# Start of Selection

The definition of domestic abuse recognised in Scotland identifies domestic abuse as occurring in an intimate relationship between a current or former partner. It does not include abuse from other family members including adult children or extended family members. This is a challenging and complex issue and the dynamics should be explored in a separate consultation."
4.4 Set against this, some other respondents, highlighted that abuse could occur between, for example, parents and adult children, or people living in shared accommodation and thought that the powers should be wide enough to enable action to be taken in such cases. This view was more frequently held by individual respondents, though a number of organisational respondents from across different sectors also took this view. For example, one housing sector respondent commented:
"Domestic abuse does not just happen between partners, therefore all vulnerable persons / victims should be protected from abuse in and around their home, no matter the relationship to the abuser."
4.5 The consultation sought views on what the test should be that is applied by the courts (or the police) for making such an order.
Question 9: We would welcome views on what you think the test should be for deciding whether to impose measures to protect a person at risk of domestic abuse. In particular, do you think it should be a requirement that the person against whom the order is sought must have used or threatened violence against the person to be protected by the order, or do you think a wider test covering our modern understanding of what constitutes domestic abuse (i.e. behaviour likely to cause psychological, as well as physical, harm) should be used?

# End of Selection
# Start of Entries

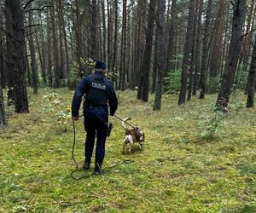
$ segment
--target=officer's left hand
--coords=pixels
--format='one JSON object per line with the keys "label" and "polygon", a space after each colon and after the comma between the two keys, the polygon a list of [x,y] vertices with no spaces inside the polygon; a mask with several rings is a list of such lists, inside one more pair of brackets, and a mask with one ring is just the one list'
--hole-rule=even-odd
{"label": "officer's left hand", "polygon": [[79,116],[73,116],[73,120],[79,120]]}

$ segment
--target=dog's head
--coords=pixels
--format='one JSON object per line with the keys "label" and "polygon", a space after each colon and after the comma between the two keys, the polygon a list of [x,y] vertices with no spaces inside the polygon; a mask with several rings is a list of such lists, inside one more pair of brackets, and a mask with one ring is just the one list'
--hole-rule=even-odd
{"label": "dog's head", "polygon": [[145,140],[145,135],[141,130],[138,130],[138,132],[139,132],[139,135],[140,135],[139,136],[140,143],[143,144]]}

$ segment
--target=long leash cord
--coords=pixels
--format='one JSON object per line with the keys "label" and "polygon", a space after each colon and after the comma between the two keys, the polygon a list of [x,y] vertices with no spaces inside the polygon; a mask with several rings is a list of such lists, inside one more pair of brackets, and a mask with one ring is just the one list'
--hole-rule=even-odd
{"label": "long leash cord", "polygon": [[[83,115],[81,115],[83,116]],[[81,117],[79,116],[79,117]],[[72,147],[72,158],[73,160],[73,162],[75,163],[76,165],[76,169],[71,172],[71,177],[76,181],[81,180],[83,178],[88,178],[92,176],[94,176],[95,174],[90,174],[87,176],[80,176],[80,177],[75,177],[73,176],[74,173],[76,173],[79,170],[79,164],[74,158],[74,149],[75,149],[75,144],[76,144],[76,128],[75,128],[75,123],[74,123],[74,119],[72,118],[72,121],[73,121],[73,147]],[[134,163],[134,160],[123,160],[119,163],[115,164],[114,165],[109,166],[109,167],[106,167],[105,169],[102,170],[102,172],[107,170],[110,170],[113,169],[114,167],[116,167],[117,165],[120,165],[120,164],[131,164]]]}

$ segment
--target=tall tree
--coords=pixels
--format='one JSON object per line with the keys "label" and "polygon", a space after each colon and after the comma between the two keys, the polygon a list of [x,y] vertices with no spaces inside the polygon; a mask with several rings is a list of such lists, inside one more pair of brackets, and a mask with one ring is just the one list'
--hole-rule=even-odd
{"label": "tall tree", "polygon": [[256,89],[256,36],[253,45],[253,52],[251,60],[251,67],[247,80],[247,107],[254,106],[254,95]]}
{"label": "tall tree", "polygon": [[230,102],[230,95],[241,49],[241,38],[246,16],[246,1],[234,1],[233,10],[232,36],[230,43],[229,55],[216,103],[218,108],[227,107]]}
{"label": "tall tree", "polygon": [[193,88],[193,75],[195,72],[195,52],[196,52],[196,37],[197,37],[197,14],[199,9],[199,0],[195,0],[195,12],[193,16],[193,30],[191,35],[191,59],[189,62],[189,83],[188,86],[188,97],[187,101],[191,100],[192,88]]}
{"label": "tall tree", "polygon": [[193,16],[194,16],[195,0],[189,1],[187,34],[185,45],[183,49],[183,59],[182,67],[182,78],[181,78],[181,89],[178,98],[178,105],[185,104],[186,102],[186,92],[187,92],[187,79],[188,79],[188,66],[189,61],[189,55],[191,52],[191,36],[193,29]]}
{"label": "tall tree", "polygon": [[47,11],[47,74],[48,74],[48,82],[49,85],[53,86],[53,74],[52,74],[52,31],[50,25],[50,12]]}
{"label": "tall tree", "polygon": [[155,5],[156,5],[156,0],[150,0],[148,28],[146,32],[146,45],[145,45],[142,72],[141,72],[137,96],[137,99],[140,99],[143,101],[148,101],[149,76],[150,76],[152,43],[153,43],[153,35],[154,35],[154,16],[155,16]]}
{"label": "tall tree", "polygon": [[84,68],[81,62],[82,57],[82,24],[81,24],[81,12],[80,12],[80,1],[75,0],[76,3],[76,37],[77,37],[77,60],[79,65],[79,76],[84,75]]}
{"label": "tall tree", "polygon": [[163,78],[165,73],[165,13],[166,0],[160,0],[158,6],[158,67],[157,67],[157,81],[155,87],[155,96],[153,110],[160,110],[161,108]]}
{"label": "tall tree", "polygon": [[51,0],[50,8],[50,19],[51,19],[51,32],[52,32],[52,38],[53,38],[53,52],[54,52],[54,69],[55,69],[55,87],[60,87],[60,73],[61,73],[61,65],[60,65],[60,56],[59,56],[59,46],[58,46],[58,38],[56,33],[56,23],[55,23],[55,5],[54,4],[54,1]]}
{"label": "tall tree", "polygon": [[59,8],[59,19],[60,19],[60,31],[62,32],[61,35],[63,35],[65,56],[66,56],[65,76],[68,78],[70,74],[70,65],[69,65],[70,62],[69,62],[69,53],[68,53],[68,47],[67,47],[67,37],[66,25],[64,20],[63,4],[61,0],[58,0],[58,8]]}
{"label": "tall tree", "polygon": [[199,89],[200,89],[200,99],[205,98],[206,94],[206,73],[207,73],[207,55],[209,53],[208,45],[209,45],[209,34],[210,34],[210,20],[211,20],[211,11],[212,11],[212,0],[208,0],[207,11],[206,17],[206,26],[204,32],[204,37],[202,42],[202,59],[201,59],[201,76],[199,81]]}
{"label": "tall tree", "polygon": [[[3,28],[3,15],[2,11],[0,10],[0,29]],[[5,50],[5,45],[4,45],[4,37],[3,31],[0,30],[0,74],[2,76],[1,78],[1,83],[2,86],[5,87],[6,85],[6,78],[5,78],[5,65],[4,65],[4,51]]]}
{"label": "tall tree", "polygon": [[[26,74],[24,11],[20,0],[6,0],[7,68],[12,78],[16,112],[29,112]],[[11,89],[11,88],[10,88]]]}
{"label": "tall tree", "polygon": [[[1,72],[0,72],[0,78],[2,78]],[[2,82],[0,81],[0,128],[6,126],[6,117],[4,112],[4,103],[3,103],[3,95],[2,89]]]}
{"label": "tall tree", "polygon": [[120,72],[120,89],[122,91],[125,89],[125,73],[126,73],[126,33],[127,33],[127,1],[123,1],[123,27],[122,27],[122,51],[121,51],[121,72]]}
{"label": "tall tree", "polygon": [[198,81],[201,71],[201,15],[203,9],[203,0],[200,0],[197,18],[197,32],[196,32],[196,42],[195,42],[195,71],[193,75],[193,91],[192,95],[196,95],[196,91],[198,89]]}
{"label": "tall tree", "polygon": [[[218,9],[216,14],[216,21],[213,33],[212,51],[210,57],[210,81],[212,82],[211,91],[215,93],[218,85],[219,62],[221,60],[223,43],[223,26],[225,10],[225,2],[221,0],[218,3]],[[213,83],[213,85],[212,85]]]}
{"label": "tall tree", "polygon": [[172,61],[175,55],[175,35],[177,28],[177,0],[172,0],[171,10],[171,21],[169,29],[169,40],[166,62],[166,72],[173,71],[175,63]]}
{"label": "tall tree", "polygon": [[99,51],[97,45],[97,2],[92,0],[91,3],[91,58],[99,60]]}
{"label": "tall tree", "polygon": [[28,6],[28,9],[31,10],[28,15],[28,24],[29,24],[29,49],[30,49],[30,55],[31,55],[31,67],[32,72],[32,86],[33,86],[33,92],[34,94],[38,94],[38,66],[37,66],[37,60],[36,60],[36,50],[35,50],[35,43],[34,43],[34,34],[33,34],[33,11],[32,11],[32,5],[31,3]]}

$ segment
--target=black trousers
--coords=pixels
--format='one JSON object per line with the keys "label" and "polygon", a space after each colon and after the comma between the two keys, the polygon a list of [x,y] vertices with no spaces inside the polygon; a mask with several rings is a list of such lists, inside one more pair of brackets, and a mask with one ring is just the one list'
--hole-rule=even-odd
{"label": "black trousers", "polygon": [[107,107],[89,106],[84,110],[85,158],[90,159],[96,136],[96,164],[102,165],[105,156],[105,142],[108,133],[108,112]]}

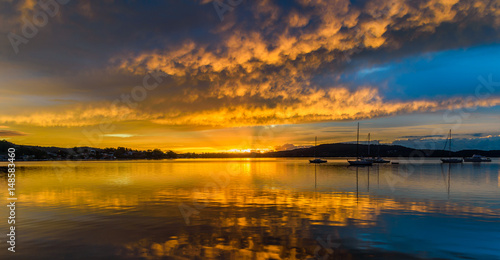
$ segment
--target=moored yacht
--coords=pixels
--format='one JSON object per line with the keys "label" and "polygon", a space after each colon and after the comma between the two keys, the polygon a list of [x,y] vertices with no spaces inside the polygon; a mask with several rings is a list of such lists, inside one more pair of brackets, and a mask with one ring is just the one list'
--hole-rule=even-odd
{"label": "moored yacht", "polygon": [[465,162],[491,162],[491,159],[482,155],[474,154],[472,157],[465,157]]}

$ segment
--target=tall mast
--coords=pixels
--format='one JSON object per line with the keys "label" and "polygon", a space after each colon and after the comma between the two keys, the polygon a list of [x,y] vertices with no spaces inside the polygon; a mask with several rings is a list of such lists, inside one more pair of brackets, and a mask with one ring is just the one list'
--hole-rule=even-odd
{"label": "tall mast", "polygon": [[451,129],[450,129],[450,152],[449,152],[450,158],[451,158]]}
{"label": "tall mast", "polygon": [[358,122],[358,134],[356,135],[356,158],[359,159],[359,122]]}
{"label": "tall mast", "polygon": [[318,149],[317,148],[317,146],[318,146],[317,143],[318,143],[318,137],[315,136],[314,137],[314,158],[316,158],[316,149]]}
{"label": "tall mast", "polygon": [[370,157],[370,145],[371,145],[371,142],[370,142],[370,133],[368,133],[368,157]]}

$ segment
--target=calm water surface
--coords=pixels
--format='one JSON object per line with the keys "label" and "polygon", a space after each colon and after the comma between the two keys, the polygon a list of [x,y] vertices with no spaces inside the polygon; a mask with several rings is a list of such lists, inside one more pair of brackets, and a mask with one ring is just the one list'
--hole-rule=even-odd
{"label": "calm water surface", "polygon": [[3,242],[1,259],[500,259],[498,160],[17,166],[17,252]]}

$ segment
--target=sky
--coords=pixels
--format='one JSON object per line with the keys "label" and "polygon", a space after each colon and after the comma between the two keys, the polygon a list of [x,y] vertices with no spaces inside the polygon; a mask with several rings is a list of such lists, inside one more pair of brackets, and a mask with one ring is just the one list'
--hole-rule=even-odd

# End of Entries
# Start of Entries

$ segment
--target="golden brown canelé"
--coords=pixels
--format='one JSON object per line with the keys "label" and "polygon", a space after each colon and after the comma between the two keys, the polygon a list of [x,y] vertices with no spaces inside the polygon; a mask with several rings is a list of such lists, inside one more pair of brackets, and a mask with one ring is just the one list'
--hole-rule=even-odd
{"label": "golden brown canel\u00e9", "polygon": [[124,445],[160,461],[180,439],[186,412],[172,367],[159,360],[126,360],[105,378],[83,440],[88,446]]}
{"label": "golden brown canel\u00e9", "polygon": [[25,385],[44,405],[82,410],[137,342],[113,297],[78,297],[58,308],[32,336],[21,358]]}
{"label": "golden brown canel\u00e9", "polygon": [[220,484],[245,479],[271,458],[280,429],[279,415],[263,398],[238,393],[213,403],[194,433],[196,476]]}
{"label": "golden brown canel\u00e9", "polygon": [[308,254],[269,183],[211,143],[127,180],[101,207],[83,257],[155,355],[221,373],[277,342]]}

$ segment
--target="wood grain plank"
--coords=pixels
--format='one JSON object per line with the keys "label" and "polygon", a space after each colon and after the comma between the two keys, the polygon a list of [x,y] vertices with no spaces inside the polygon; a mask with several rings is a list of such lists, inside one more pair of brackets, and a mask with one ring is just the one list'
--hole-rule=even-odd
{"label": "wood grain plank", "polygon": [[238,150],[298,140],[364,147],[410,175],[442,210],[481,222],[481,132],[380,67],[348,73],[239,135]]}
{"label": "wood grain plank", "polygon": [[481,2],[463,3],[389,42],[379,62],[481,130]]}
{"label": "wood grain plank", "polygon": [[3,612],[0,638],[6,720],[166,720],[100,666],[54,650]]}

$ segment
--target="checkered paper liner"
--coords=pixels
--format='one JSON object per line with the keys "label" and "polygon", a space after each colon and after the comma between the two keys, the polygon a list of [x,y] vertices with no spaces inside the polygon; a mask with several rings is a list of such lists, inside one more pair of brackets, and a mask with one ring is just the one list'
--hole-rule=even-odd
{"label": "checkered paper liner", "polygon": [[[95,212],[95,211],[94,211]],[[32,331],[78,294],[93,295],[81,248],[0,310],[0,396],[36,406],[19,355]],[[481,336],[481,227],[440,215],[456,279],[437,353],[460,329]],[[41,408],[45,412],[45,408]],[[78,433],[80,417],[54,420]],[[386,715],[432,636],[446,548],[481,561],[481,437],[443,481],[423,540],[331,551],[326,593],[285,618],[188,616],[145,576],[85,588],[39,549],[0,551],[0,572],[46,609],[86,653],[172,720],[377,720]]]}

# End of Entries

* **Exercise task**:
Continue the consultation analysis on protective orders for people at risk of domestic abuse, picking up after its final sentence.

* **The result**:
4.6 A number of themes emerged from responses to this question. Many individual respondents, in particular, referred to the importance of ensuring that the test covered controlling behaviour, financial abuse, emotional abuse and psychological abuse as well as physical harm. A significant number of respondents (23 in total) referred to the definition of a course of abusive behaviour in the offence contained in the Domestic Abuse (Scotland) Act 2018 as a starting point for any definition used in determining whether to impose a protective order.
4.7 Victims' group respondents were particularly likely to refer to the importance that any test of 'harm' to the person at risk does not impose a 'severity threshold' (for example, requiring that the victim is at risk of 'serious harm'). A number of respondents referred to risk indicator tools currently used by the police and others to assess the risk posed to someone by their partner/ex-partner such as the 'SafeLives checklist'.
4.8 There were also a minority of respondents who specifically referred to the importance of ensuring that the test was not more wide-ranging than necessary. A small number of individual respondents (4) stated that it was important that any test was objective and designed in such a way as to deter false or malicious allegations. One justice and legal sector organisation stated that if it is to be made a criminal offence for such an order to be breached, it is important that the test for imposing an order is "a high one".
4.9 The consultation sought views on what the scope of any prohibitions imposed by protective orders should be, including whether, as well as barring the suspected perpetrator from approaching or entering the home of the person at risk, they should be capable of being used to put in place other restrictions or prohibitions intended to prevent the subject of the order from abusing the person at risk, and whether the orders should be capable of making provision with respect to any children living with the person at risk.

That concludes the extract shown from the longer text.